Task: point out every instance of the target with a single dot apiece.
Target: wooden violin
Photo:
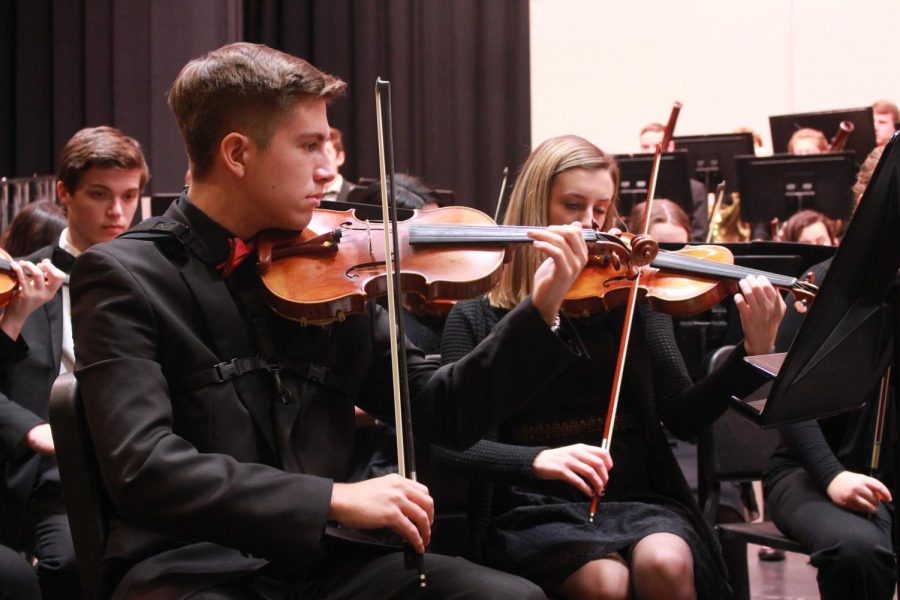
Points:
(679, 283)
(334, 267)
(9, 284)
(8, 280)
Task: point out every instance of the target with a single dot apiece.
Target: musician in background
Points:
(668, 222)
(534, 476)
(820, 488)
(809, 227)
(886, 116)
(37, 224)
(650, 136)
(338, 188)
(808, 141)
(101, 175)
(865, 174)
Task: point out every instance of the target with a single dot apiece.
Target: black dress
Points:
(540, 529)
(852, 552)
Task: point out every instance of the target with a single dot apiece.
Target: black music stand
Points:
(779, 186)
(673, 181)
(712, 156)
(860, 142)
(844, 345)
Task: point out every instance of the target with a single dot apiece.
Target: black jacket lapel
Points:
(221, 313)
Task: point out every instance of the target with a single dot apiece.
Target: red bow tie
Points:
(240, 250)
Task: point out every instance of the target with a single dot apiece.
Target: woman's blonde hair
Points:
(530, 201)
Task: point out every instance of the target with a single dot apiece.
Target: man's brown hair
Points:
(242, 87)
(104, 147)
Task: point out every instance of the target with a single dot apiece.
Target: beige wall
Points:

◆ ◆ ◆ ◆ ◆ ◆ ◆

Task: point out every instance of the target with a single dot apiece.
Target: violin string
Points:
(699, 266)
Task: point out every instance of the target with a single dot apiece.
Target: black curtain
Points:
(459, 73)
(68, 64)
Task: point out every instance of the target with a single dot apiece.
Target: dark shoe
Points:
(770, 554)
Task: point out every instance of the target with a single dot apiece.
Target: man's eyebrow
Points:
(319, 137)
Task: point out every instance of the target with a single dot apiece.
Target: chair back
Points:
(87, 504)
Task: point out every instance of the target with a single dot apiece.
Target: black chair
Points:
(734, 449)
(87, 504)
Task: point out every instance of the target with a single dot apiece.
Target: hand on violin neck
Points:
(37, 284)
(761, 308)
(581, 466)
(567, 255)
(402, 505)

◆ ◆ ◆ ◆ ◆ ◆ ◆

Each line containing the word "black" needs to be copied from the data above.

Answer section:
Target: black dress
Target: black music stand
Target: black jacket lapel
Target: black curtain
Target: black chair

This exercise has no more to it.